━━━ Supplied data ━━━
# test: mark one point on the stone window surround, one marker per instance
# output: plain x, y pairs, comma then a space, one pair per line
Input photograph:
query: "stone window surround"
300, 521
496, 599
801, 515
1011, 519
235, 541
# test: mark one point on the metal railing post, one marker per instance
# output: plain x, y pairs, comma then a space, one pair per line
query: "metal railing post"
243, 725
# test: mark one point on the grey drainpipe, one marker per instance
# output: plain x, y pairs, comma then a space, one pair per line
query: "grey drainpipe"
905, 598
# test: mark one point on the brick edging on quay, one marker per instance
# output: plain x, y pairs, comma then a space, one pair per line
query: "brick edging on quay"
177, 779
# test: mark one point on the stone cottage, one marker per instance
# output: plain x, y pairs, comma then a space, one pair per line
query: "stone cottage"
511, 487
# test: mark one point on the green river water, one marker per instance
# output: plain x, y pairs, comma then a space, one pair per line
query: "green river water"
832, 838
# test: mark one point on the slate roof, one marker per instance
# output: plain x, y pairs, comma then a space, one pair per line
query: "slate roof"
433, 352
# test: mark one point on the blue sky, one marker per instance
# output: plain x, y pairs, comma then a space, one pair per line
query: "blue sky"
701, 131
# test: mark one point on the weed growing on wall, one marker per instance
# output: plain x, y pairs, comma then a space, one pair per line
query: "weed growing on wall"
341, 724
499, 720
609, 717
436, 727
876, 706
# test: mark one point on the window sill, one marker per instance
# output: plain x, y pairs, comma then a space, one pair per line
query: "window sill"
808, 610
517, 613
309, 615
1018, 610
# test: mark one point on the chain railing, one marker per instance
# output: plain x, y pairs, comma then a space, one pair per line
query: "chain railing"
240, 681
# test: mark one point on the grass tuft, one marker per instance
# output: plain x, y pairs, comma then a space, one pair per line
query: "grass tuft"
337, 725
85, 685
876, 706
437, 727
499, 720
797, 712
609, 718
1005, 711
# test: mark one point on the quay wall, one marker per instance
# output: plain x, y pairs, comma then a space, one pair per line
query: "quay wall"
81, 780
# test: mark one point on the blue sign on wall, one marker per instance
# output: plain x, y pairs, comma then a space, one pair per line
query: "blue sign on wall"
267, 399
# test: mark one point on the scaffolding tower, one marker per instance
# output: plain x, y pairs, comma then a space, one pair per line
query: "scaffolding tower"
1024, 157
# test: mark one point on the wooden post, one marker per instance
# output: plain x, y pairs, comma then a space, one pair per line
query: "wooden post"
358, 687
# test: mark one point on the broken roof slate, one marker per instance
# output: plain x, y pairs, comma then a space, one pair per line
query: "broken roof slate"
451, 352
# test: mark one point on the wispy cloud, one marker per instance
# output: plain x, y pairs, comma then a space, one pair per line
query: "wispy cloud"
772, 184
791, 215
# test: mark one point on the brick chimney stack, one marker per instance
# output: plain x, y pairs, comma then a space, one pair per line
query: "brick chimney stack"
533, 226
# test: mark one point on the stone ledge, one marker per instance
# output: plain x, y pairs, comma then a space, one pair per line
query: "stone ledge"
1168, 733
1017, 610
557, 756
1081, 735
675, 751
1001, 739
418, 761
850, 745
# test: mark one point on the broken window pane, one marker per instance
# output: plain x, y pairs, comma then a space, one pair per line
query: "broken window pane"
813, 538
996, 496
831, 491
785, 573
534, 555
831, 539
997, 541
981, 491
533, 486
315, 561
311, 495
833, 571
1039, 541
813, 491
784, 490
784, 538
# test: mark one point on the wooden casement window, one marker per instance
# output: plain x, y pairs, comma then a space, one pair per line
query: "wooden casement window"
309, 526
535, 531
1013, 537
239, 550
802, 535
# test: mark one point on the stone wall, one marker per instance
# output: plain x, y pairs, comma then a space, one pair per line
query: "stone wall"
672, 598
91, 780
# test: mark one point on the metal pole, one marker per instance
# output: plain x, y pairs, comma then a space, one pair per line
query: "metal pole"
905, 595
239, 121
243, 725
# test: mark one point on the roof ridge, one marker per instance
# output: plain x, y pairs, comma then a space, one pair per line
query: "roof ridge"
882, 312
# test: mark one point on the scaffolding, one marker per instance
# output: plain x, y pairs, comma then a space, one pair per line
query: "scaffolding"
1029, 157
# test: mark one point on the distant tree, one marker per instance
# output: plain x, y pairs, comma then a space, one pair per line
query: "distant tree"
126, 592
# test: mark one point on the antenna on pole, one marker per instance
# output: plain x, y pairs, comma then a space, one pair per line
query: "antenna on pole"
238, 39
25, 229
━━━
Please turn every line of the records above into a Markdown table with the columns Row and Line. Number each row and leave out blank lines.

Full response –
| Row | Line |
|---|---|
| 1 | # test: mark one point on the stone window surround, one marker per instance |
| 2 | # output: plain x, y pairs, comma then a space, one pair per line |
| 3 | Input photograph: |
| 4 | query: "stone window surround" |
| 5 | 300, 521 |
| 6 | 496, 599 |
| 7 | 801, 515 |
| 8 | 1011, 519 |
| 9 | 235, 541 |
| 10 | # test: mark one point on the metal railing post, one marker per instance |
| 11 | # output: plain x, y pairs, comma then a space, one pair per line |
| 12 | query: "metal railing post" |
| 13 | 243, 725 |
| 14 | # test: mark one point on the grey drainpipe, one marker per instance |
| 15 | # output: plain x, y pairs, comma then a space, one pair per line |
| 16 | query: "grey drainpipe" |
| 17 | 905, 598 |
| 18 | # test: mark one point on the brick edging on quay, one marker per instance |
| 19 | # output: plain x, y pairs, comma then a space, one pair per line |
| 20 | query: "brick edging on quay" |
| 21 | 177, 779 |
| 22 | # test: mark one point on the stone cottage, one marker per instance |
| 23 | # output: plain x, y pairs, comma then a space, one pair per line |
| 24 | query: "stone cottage" |
| 25 | 511, 487 |
| 26 | # test: mark one point on the green river water, one marker per instance |
| 27 | # output: plain x, y pairs, comma then a space, one pair per line |
| 28 | query: "green river water" |
| 29 | 832, 838 |
| 30 | # test: mark one point on the slate roof, one marker per instance |
| 31 | # output: plain x, y pairs, comma then a space, one pair per line |
| 32 | query: "slate roof" |
| 33 | 433, 352 |
| 34 | # test: mark one point on the blue sky, one marker per instance |
| 35 | # output: plain x, y pairs, comma then a space, one pair per line |
| 36 | query: "blue sky" |
| 37 | 701, 131 |
| 38 | # test: mark one point on the weed growing on wall, one marker per instance |
| 39 | # output: plain x, y pairs, comma then a space, one pair per line |
| 40 | query: "weed growing on wall" |
| 41 | 341, 724 |
| 42 | 499, 720 |
| 43 | 609, 717 |
| 44 | 436, 727 |
| 45 | 876, 706 |
| 46 | # test: mark one point on the window sill, one marker per instance |
| 47 | # output: plain x, y pairs, comma then a space, one pair per line |
| 48 | query: "window sill" |
| 49 | 808, 610 |
| 50 | 517, 613 |
| 51 | 309, 615 |
| 52 | 1018, 610 |
| 53 | # test: mark one point on the chain railing, one marker per instance |
| 54 | # output: plain x, y pairs, comma then a space, one pair per line |
| 55 | query: "chain railing" |
| 56 | 240, 681 |
| 57 | # test: mark one point on the grass tuft, one marker per instance |
| 58 | # output: plain x, y pairs, comma then a space, one pair per line |
| 59 | query: "grass tuft" |
| 60 | 337, 725 |
| 61 | 85, 685 |
| 62 | 876, 706 |
| 63 | 437, 727 |
| 64 | 499, 720 |
| 65 | 797, 712 |
| 66 | 609, 718 |
| 67 | 1005, 711 |
| 68 | # test: mark one point on the quay wall, one marker per instance |
| 69 | # output: plain x, y pairs, comma then a space, one pair per line |
| 70 | query: "quay wall" |
| 71 | 81, 780 |
| 72 | # test: mark one point on the blue sign on wall, one marker per instance |
| 73 | # output: plain x, y pairs, comma then a space, one pair per line |
| 74 | query: "blue sign on wall" |
| 75 | 267, 399 |
| 76 | # test: mark one point on the scaffolding tower, one marker per instance |
| 77 | # output: plain x, y pairs, comma then a space, one pair per line |
| 78 | query: "scaffolding tower" |
| 79 | 1024, 157 |
| 80 | # test: mark one point on the wooden post, one marker per instance |
| 81 | # output: plain x, y pairs, comma then a space, one pair per line |
| 82 | query: "wooden post" |
| 83 | 358, 687 |
| 84 | # test: mark one point on the broken roof slate, one marker per instance |
| 85 | # output: plain x, y pairs, comma then a space, one pair per line |
| 86 | query: "broken roof slate" |
| 87 | 451, 352 |
| 88 | # test: mark one point on the wispy cloud, one marker per instance |
| 89 | # output: plain x, y pairs, comma then a space, one pair per line |
| 90 | query: "wispy cloud" |
| 91 | 772, 184 |
| 92 | 791, 215 |
| 93 | # test: mark one point on the brick chimney stack, one marker per instance |
| 94 | # output: plain x, y pairs, comma then a space, one pair per line |
| 95 | query: "brick chimney stack" |
| 96 | 533, 226 |
| 97 | # test: mark one point on the stone ledge, one marker per instance |
| 98 | # output: plain x, y pairs, comma then a space, one pair per line |
| 99 | query: "stone ledge" |
| 100 | 1168, 733 |
| 101 | 1017, 610 |
| 102 | 557, 756 |
| 103 | 1081, 735 |
| 104 | 675, 751 |
| 105 | 1001, 739 |
| 106 | 418, 761 |
| 107 | 850, 745 |
| 108 | # test: mark one point on the broken window pane, one marker per instance |
| 109 | # output: plain x, y pairs, comma then a space, one pair per line |
| 110 | query: "broken window pane" |
| 111 | 813, 538 |
| 112 | 996, 496 |
| 113 | 831, 491 |
| 114 | 785, 573 |
| 115 | 534, 555 |
| 116 | 831, 539 |
| 117 | 997, 541 |
| 118 | 981, 491 |
| 119 | 533, 486 |
| 120 | 315, 561 |
| 121 | 311, 495 |
| 122 | 833, 571 |
| 123 | 1039, 541 |
| 124 | 813, 491 |
| 125 | 784, 490 |
| 126 | 784, 538 |
| 127 | # test: mark one point on the wooden casement window, one marker per instance |
| 128 | # output: plain x, y pairs, comma then a space, one pair per line |
| 129 | query: "wooden casement window" |
| 130 | 309, 526 |
| 131 | 535, 531 |
| 132 | 1013, 537 |
| 133 | 239, 550 |
| 134 | 802, 535 |
| 135 | # test: mark one point on the stone wall, one marker per instance |
| 136 | # output: plain x, y pairs, comma then a space, one pair per line |
| 137 | query: "stone wall" |
| 138 | 672, 598 |
| 139 | 91, 780 |
| 140 | # test: mark one point on the metal pole, one marker per instance |
| 141 | # output: plain x, y pairs, comma then a space, one pair per line |
| 142 | query: "metal pole" |
| 143 | 905, 595 |
| 144 | 239, 121 |
| 145 | 243, 725 |
| 146 | # test: mark one point on the roof ridge, one marker per instance |
| 147 | # output: plain x, y pairs, comma then a space, one pair per line |
| 148 | query: "roof ridge" |
| 149 | 882, 312 |
| 150 | # test: mark one point on the scaffolding, one marker per instance |
| 151 | # output: plain x, y pairs, comma then a space, one pair per line |
| 152 | query: "scaffolding" |
| 153 | 1029, 157 |
| 154 | # test: mark one point on the distant tree, one marker per instance |
| 155 | # output: plain x, y pairs, comma then a space, one pair per line |
| 156 | query: "distant tree" |
| 157 | 126, 592 |
| 158 | # test: mark one point on the antenna on pole, one marker per instance |
| 159 | # output: plain x, y pairs, comma then a space, one pair per line |
| 160 | query: "antenna on pole" |
| 161 | 238, 39 |
| 162 | 25, 229 |